• **Your task**:
Every line of the material that includes the word "fountain" is to be shown.

---------- Dataset extract

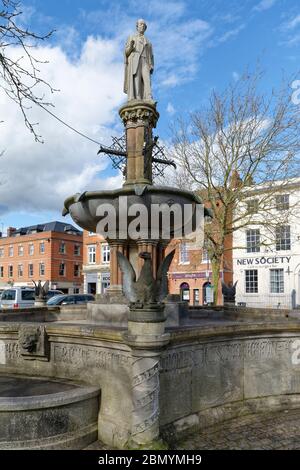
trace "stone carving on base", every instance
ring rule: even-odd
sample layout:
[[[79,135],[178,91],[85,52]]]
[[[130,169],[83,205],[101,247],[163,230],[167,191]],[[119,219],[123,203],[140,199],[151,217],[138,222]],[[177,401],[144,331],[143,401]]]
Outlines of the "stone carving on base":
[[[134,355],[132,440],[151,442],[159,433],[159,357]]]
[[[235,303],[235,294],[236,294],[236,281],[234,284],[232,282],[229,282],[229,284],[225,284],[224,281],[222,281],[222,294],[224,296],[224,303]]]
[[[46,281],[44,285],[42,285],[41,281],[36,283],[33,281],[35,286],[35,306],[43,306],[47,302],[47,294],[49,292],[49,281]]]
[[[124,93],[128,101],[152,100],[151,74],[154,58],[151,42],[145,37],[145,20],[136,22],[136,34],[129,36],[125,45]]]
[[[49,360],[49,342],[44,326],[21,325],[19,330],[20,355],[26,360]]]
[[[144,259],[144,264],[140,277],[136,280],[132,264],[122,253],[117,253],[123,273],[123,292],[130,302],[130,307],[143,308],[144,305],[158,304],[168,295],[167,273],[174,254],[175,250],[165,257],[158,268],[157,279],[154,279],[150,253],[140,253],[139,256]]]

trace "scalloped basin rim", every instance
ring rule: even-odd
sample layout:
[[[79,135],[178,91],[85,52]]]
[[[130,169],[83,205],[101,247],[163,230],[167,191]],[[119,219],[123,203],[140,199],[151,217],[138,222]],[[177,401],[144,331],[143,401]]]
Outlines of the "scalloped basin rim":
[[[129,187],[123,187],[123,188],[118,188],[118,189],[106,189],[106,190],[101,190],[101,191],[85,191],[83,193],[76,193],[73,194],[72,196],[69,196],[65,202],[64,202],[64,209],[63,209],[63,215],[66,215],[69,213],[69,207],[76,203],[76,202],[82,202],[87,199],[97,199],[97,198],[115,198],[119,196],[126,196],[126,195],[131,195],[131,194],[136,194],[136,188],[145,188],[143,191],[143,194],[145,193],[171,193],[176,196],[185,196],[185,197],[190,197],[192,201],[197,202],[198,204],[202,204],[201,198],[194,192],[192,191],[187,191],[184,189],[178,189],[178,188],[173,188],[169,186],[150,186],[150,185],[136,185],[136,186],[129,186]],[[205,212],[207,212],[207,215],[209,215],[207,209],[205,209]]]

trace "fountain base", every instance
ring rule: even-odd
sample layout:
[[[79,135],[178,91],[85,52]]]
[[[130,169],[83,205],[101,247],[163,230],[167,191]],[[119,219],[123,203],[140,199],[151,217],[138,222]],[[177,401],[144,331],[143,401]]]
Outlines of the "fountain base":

--------------------

• **Result**:
trace "fountain base", every instance
Outlines of the "fountain base":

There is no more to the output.